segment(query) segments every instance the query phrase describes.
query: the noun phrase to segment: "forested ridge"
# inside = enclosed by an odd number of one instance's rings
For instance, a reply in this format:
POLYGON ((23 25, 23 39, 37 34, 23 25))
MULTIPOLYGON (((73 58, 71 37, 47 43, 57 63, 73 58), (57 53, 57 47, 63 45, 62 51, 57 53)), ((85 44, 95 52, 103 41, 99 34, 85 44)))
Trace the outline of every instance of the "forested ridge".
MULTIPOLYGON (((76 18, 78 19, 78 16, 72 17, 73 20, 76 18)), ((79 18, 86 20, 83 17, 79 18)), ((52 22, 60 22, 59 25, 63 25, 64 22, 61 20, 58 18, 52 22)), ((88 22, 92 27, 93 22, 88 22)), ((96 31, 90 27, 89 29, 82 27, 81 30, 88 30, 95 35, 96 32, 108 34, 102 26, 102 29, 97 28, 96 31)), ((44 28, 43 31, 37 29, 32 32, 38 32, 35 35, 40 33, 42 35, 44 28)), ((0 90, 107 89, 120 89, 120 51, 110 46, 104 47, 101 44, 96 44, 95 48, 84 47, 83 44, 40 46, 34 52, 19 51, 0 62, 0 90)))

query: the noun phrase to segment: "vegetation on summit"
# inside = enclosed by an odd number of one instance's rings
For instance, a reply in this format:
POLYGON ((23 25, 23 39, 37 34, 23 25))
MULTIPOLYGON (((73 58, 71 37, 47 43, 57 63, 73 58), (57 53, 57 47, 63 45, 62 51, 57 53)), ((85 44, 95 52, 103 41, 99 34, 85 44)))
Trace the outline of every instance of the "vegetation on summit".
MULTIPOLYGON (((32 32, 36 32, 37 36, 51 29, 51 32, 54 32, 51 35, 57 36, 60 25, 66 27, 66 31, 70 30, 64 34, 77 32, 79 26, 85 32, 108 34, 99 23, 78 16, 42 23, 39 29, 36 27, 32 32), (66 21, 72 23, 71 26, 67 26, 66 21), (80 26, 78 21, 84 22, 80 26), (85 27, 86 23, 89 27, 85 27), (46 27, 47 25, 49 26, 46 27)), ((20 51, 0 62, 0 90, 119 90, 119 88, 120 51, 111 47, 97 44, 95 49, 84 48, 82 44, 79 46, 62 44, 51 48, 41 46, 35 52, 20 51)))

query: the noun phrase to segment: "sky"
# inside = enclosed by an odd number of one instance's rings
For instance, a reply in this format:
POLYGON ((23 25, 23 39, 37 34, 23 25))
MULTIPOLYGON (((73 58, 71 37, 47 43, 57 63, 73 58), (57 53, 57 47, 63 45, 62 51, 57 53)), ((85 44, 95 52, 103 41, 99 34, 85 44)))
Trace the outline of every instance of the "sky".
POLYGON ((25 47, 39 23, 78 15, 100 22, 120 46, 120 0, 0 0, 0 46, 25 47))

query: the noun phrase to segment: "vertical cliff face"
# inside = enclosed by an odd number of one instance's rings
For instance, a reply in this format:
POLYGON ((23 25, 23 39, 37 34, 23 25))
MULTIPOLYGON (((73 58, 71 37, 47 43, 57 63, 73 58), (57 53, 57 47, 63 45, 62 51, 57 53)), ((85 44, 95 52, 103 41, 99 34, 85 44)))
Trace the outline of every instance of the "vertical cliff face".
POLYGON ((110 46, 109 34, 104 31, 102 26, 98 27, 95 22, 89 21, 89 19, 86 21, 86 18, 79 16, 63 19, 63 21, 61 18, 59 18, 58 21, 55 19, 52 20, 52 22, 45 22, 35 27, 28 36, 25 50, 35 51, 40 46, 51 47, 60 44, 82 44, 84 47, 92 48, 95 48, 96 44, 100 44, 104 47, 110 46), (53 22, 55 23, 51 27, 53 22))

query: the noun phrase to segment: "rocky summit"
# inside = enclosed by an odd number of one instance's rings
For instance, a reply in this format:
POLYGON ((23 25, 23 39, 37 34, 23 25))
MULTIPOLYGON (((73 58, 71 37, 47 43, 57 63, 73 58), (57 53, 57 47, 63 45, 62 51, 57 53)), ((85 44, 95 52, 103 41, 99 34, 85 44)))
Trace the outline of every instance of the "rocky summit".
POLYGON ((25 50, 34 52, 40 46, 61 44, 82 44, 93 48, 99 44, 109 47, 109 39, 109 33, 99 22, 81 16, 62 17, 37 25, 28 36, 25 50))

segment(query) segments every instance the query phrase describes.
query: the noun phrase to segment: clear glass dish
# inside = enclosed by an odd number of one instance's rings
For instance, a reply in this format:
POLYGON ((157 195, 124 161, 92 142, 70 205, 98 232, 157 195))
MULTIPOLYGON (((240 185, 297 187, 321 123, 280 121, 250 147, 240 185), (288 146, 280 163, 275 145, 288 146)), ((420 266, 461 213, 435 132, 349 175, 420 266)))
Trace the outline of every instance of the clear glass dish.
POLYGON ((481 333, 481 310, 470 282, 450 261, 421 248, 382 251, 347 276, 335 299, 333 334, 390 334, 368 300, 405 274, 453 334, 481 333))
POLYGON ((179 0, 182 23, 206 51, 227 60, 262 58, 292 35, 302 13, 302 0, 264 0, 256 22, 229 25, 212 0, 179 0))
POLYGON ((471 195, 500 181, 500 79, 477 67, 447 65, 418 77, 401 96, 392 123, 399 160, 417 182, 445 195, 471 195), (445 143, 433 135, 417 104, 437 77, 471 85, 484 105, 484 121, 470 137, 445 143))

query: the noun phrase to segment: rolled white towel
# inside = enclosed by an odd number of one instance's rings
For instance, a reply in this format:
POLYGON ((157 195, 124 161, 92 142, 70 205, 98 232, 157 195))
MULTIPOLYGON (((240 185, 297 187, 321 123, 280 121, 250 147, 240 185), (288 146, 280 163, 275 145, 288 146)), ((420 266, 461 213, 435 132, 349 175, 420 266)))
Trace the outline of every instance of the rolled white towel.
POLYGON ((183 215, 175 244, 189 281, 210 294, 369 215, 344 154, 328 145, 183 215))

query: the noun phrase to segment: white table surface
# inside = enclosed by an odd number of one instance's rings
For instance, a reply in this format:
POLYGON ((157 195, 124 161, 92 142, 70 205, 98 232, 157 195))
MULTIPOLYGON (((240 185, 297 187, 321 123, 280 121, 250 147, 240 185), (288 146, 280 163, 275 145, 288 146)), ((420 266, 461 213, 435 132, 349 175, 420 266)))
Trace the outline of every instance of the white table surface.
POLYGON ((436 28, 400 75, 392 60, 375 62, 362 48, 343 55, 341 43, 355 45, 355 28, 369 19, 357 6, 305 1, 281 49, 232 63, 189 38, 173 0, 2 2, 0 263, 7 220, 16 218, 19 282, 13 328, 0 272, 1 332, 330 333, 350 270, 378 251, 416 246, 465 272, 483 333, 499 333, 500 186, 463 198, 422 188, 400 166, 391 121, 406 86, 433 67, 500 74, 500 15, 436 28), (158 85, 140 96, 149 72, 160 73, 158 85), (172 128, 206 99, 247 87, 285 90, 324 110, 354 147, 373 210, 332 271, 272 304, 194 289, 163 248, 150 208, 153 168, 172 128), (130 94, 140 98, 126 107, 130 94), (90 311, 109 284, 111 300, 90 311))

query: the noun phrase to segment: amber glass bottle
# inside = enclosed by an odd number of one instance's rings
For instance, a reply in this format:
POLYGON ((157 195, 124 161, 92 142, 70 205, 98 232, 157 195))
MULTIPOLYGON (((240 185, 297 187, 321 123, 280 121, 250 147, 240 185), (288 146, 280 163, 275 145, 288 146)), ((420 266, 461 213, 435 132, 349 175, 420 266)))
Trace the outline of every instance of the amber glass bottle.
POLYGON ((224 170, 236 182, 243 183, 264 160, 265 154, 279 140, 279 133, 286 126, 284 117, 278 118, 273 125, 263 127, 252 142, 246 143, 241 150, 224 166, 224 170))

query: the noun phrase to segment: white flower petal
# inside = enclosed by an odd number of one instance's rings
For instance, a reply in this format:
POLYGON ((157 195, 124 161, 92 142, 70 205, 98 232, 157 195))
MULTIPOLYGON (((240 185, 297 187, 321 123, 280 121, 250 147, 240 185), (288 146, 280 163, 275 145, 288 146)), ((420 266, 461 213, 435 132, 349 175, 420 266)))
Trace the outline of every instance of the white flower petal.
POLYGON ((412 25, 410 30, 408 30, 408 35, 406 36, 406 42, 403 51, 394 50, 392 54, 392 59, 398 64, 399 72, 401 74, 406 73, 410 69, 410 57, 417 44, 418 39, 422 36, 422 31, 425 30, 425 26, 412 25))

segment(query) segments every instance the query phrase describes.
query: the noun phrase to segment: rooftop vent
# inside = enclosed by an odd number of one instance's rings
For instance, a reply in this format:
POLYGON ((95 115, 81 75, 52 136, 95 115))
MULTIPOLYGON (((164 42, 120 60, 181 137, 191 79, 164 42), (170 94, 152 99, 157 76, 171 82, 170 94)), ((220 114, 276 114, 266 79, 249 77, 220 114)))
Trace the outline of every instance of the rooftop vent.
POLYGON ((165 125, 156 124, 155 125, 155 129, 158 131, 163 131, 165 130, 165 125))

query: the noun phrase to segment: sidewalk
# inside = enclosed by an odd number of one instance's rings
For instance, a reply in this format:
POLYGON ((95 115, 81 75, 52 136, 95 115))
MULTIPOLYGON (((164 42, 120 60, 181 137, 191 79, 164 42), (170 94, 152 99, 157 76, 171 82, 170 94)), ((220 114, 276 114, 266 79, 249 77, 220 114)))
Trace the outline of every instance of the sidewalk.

→ **Istruzioni di lavoro**
Ricopia parola per parola le righe qui sopra, dalla prima fino a quella che contiene "MULTIPOLYGON (((76 18, 78", inclusa.

→ **Risultato del compito**
segment(query) segments every instance the query phrase describes.
query: the noun phrase to segment: "forested ridge"
# inside = enclosed by an odd number of one instance's rings
For instance, a reply in this format:
POLYGON ((23 25, 23 39, 37 34, 23 25))
MULTIPOLYGON (((73 58, 71 37, 47 43, 57 63, 73 58), (57 53, 57 47, 63 45, 62 51, 57 53)), ((85 44, 95 52, 103 41, 99 34, 85 44)))
Trace the outline of every instance of the "forested ridge".
MULTIPOLYGON (((76 18, 78 19, 78 16, 72 17, 73 20, 76 18)), ((79 18, 86 20, 83 17, 79 18)), ((52 22, 60 22, 59 25, 63 25, 64 22, 61 20, 58 18, 52 22)), ((88 22, 92 27, 93 22, 88 22)), ((96 31, 90 27, 89 29, 82 27, 81 30, 88 30, 95 35, 96 32, 108 34, 102 26, 102 29, 97 28, 96 31)), ((44 28, 43 31, 37 29, 32 32, 38 32, 35 35, 40 33, 42 35, 44 28)), ((0 90, 107 89, 120 89, 120 51, 110 46, 104 47, 101 44, 96 44, 95 48, 84 47, 83 44, 40 46, 34 52, 19 51, 0 62, 0 90)))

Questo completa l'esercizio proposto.